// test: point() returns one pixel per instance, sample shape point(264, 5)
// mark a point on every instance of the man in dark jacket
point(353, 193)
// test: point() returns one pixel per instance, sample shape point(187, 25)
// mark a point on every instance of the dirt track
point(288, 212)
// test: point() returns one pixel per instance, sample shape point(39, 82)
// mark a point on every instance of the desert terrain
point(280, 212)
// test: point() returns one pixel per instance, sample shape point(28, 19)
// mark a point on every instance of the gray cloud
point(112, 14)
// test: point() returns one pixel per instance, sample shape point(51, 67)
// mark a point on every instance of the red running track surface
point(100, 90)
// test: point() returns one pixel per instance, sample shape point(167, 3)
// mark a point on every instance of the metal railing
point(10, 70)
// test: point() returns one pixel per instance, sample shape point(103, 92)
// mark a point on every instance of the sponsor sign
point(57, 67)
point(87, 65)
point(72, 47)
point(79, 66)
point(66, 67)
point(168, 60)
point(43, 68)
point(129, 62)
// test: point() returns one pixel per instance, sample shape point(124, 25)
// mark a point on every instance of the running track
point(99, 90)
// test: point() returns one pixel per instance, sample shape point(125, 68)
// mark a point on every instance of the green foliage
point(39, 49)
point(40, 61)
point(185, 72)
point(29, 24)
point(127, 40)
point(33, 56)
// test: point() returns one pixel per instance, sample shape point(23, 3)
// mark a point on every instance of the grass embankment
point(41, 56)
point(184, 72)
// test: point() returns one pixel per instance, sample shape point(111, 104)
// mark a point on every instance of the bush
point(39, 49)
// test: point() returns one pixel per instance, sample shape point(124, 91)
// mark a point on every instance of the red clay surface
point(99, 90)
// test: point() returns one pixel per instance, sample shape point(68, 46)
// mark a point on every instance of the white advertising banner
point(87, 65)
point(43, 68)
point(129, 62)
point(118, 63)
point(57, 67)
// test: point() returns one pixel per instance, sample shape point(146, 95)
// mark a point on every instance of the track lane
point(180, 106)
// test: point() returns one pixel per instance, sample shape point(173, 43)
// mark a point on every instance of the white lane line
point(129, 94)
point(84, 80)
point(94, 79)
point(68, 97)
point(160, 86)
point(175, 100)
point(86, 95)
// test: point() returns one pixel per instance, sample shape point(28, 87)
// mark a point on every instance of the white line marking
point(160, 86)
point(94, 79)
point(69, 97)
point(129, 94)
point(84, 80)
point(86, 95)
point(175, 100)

────────────────────────────────────────

- _PROBLEM TO WORK ON_:
Emit verbatim the lines running from the one with "shape point(173, 43)" through the last line of the data, both endpoints inclusive.

- _RESPONSE TO THIS EXERCISE_:
// test: point() returns one pixel per instance, sample shape point(173, 43)
// mark a point on every instance of the white lane line
point(129, 94)
point(84, 80)
point(94, 79)
point(68, 97)
point(160, 86)
point(175, 100)
point(86, 95)
// test: point() returns one pixel per instance, sample shape point(28, 87)
// mark a point on every instance of the white line marking
point(160, 86)
point(94, 79)
point(69, 97)
point(129, 94)
point(84, 80)
point(86, 95)
point(175, 100)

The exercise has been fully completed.